**AIM OF THE EXERCISE**
Reproduce without any change everything from the line containing "Outline every instance of the metal" down to the line containing "151L256 138L254 128L250", including both of those lines.

[Rows from a segmentation dataset]
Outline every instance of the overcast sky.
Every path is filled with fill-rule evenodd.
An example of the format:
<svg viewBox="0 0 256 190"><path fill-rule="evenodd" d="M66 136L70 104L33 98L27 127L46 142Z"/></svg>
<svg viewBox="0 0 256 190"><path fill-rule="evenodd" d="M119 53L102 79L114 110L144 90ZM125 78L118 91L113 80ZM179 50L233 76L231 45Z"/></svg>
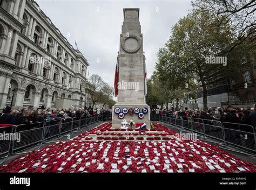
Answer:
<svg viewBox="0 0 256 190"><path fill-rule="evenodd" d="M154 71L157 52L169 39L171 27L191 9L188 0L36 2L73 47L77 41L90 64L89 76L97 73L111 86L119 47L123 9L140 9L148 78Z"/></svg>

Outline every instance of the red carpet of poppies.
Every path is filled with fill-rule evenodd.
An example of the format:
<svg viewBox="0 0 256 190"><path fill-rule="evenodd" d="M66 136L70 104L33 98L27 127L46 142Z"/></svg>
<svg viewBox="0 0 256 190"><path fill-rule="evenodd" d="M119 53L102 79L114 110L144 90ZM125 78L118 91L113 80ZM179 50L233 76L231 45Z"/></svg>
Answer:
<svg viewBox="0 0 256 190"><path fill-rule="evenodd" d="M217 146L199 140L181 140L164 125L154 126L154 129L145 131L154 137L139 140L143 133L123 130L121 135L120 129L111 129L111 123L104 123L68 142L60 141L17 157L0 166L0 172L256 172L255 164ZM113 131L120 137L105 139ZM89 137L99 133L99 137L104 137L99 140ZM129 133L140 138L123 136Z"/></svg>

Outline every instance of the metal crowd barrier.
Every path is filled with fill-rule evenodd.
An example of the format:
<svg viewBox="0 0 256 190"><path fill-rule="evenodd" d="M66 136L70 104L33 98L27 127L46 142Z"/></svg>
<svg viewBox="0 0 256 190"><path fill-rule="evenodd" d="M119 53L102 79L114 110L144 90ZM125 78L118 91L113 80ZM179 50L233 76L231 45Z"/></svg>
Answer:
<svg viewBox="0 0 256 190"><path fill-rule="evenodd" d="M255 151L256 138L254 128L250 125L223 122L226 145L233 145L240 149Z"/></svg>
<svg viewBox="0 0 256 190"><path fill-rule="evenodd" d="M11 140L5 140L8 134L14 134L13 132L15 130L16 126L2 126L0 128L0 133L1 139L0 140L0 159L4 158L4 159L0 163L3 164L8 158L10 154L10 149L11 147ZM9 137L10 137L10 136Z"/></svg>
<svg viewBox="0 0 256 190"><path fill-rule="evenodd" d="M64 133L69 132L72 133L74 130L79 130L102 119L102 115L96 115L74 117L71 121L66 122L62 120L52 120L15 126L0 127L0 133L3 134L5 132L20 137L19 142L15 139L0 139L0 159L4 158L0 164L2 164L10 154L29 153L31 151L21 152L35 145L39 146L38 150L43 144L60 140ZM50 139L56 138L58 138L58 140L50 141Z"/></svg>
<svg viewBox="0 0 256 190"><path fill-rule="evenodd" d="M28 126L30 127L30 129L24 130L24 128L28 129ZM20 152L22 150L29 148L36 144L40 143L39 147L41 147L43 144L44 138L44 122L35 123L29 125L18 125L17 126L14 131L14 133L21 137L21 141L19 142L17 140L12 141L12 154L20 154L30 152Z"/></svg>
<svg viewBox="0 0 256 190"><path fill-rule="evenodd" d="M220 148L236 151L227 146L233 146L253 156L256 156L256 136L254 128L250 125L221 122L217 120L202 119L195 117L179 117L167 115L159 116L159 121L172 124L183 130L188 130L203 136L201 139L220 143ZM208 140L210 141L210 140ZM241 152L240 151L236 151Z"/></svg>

...

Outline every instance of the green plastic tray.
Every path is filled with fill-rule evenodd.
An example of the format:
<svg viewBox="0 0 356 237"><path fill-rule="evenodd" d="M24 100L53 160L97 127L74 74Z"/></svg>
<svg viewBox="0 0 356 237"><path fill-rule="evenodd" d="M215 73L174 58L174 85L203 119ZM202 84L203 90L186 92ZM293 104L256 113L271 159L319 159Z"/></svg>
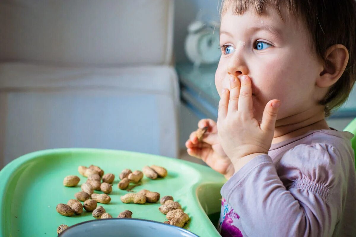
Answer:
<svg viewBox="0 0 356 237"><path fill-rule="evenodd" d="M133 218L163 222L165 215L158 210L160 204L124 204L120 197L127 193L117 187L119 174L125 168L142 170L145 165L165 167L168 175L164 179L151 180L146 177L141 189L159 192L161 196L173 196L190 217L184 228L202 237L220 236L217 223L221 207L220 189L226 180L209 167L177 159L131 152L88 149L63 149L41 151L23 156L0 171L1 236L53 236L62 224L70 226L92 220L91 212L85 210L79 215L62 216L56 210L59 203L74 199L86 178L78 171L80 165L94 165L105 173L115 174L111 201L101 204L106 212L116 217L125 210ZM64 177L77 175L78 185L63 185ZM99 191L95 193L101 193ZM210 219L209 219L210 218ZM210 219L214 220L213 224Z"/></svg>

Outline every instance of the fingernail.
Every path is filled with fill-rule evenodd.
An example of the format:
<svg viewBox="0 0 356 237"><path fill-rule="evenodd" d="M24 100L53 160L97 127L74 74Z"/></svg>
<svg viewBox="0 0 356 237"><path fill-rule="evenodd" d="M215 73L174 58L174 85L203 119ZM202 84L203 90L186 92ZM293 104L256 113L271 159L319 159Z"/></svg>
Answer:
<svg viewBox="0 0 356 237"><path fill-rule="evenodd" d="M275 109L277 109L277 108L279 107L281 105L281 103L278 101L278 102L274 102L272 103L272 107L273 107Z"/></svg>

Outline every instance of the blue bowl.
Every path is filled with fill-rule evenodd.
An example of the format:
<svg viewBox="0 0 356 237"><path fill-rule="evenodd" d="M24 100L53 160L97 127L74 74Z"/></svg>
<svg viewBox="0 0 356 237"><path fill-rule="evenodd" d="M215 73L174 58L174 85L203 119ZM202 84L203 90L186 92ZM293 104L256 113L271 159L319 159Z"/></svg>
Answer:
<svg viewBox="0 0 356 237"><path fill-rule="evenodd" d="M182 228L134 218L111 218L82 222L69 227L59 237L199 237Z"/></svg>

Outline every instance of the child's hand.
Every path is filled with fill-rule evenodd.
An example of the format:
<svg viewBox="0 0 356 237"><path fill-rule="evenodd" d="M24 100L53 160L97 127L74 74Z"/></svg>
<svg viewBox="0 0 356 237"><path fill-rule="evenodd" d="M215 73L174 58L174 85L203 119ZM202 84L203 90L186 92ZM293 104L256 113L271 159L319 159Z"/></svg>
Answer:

**SOLUTION FOR THIS PROBLEM**
Outline every instance of the metal crowd barrier.
Every path is filled with fill-rule evenodd.
An example of the format:
<svg viewBox="0 0 256 190"><path fill-rule="evenodd" d="M66 136L70 104L33 98L27 127L46 142Z"/></svg>
<svg viewBox="0 0 256 190"><path fill-rule="evenodd" d="M119 53L102 79L114 110L144 90ZM125 78L118 91L113 80ZM179 50L233 76L231 45Z"/></svg>
Answer:
<svg viewBox="0 0 256 190"><path fill-rule="evenodd" d="M255 151L256 138L254 128L250 125L223 122L226 145L233 145L240 149Z"/></svg>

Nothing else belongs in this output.